Este es sin lugar a dudas el asunto prioritario y necesita respuestas urgentes.
Pero es hora también de que todos nos enfrentemos a los hechos y reconozcamos una verdad insoslayable: la mayoría de nosotros se confabuló para dar vuelta la página y olvidar compulsivamente lo que ocurrió a lo largo de los veinte años más sombríos de nuestra historia.
Creímos que podíamos reconstruir la democracia y el estado de derecho sin hurgar en el pasado, y no nos dimos cuenta de que una democracia y un estado de derecho fundados en la amnesia
colectiva degradaría a ambos y nos degradaría a nosotros como ciudadanos. Paulatinamente empezamos a descreer en la política y en la justicia, y también en nuestra capacidad de ejercer la
solidaridad ciudadana (eso que Plutarco atribuye a Solón: “concedió indistintamente a todos el poder presentar querella en nombre del que hubiese sido agraviado: porque, herido que fuese
cualquiera, o perjudicado, o ultrajado, tenía derecho el que podía o quería de citar o perseguir en juicio al ofensor; acostumbrando así el legislador a los ciudadanos a sentirse y dolerse unos por
otros como miembros de un mismo cuerpo”).
Los delitos que se denuncian no cayeron del cielo. Fueron el colofón de una serie de sucesos que fueron destruyendo los presupuestos de nuestra convivencia. En los años sesenta y setenta del siglo pasado el país entró en una crisis profunda, y nuestra democracia, aparentemente tan sólida y arraigada, fracasó por completo.
La socavó la izquierda al llevar las protestas al extremo de la insurgencia y al plegarse mayoritariamente a la declaración de la OLAS en Cuba, que propagaba la lucha armada. La socavó el Partido Comunista que no aplaudió la declaración de la OLAS pero tampoco la censuró, apoyó cuanto acto criminal llevó a cabo la Unión Soviética, mantuvo un aparato armado poderoso y utilizó métodos patoteros para asegurar su influencia en los sindicatos.
La socavó el Gobierno, que eligió el camino de la fuerza y radicalizó las protestas. El uso laxo de las facultades que otorgaba la Constitución, el continuo desconocimiento del Parlamento, sus
intromisiones en el ámbito de la justicia, la censura de prensa, la escasa voluntad para investigar al escuadrón de la muerte que tenía vínculos probados con el aparato represivo, fueron todos
factores que llevaron agua al molino de la guerrilla y de los partidarios del golpe de estado.
La socavó el Parlamento que no enfrentó al Gobierno cuando estuvieron en juego sus prerrogativas y permitió que se gobernara con poderes excepcionales. La socavaron parlamentarios de izquierda, prestos a denunciar las graves violaciones a los derechos
perpetradas por las fuerzas del orden, pero ciegos a la amenaza que pendía sobre la continuidad del sistema político proveniente de la izquierda revolucionaria. La socavaron parlamentarios de
los partidos tradicionales, que denunciaron los atropellos y los actos de violencia de la izquierda, pero a su vez fueron ciegos al peligro que se cernía por la derecha. La socavaron los parlamentarios que aprobaron el estado de guerra interno y suspendieron el estado de derecho.

> _Información registrada_:
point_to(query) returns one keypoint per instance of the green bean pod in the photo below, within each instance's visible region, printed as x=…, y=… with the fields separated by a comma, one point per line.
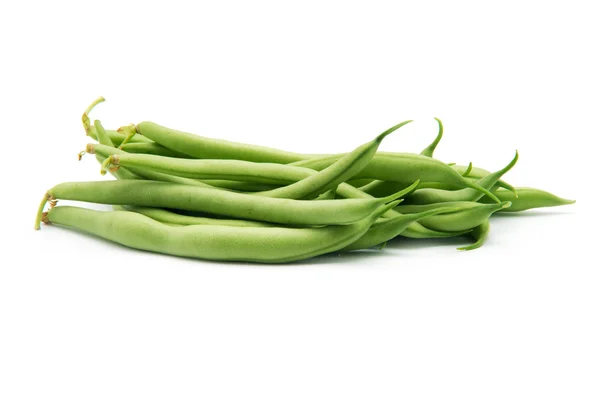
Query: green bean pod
x=169, y=217
x=428, y=151
x=213, y=242
x=529, y=198
x=417, y=231
x=103, y=151
x=479, y=173
x=202, y=147
x=480, y=234
x=426, y=196
x=338, y=172
x=220, y=202
x=471, y=215
x=385, y=229
x=101, y=134
x=151, y=148
x=404, y=168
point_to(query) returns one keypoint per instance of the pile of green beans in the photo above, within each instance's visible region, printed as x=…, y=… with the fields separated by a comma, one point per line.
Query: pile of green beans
x=188, y=195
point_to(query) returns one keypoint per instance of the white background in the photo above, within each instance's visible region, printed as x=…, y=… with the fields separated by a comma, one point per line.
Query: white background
x=80, y=316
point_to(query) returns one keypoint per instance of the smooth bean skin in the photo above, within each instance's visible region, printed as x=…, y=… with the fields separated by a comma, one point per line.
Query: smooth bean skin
x=404, y=168
x=428, y=151
x=202, y=147
x=168, y=217
x=121, y=173
x=471, y=215
x=151, y=148
x=479, y=173
x=381, y=188
x=238, y=186
x=241, y=171
x=385, y=229
x=117, y=138
x=213, y=242
x=338, y=172
x=417, y=231
x=220, y=202
x=431, y=195
x=529, y=198
x=480, y=234
x=101, y=134
x=104, y=152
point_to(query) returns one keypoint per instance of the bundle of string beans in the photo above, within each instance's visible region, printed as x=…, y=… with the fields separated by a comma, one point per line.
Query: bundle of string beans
x=187, y=195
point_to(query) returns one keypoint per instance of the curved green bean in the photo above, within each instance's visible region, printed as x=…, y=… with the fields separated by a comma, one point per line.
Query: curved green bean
x=431, y=195
x=529, y=198
x=428, y=151
x=220, y=202
x=404, y=168
x=480, y=234
x=168, y=217
x=471, y=215
x=385, y=229
x=213, y=242
x=151, y=148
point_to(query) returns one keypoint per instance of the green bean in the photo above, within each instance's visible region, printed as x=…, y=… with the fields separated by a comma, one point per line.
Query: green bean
x=220, y=202
x=101, y=133
x=403, y=167
x=151, y=148
x=431, y=195
x=121, y=173
x=328, y=194
x=117, y=138
x=249, y=244
x=233, y=185
x=418, y=231
x=207, y=148
x=529, y=198
x=340, y=171
x=428, y=151
x=305, y=185
x=359, y=182
x=471, y=215
x=480, y=234
x=140, y=173
x=385, y=229
x=477, y=174
x=90, y=130
x=168, y=217
x=468, y=171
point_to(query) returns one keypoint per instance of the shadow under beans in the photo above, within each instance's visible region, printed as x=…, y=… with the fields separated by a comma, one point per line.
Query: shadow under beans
x=530, y=213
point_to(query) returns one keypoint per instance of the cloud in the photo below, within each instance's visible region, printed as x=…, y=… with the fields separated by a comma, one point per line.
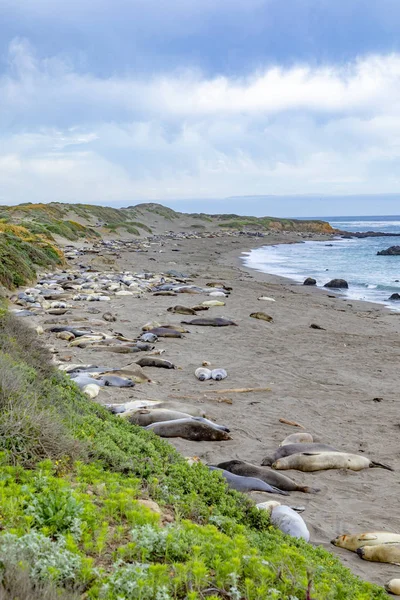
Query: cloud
x=74, y=136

> _Ejercicios por realizar_:
1. Transcriba literalmente el pasaje del texto sobre el derrumbe de la democracia, comenzando en "La socavó el Gobierno, que" y terminando en "golpe de estado.".
2. Prosiga la redacción del texto sobre el derrumbe de la democracia a partir de su última oración.

> _Respuestas en orden_:
1.
La socavó el Gobierno, que eligió el camino de la fuerza y radicalizó las protestas. El uso laxo de las facultades que otorgaba la Constitución, el continuo desconocimiento del Parlamento, sus
intromisiones en el ámbito de la justicia, la censura de prensa, la escasa voluntad para investigar al escuadrón de la muerte que tenía vínculos probados con el aparato represivo, fueron todos
factores que llevaron agua al molino de la guerrilla y de los partidarios del golpe de estado.

2.
La socavó una parte del Poder Judicial, que denunciaba abusos de la policía y no mostraba el mismo esmero para preservar el orden institucional. Al favorecer en los hechos la estrategia de
los tupamaros de atacar a las instituciones, pero ampararse en ellas cuando caían presos, alimentaron la sospecha de que era imposible derrotar a la guerrilla con procedimientos propios del estado de derecho.
También la socavó la generación de intelectuales comprometidos que, encandilados por la revolución cubana, se propusieron desenmascarar al orden establecido (el “sistema” en el
lenguaje de la época) y terminaron haciéndose cómplices del régimen cubano en el deplorable caso Padilla.
Por último, la prensa la socavó al propiciar un clima de antagonismo donde ya no hubo espacio para compartir valores.
El golpe militar no fue entonces un hecho aleatorio. Fue consecuencia de un estado de cosas en el cual la democracia prácticamente se había abolido a sí misma. Los peores sucesos de torturas y abusos empezaron ya con un Parlamento en pleno funcionamiento. Los militares fueron autorizados para actuar en su nombre violando todas las garantías y normas del derecho. El
mismo término “guerra” -totalmente inapropiado- que se usó con el fin de otorgarle a las fuerzas armadas poderes absolutos para aplastar a la guerrilla tupamara, sirvió luego para justificar los
peores crímenes como si fueran daños colaterales.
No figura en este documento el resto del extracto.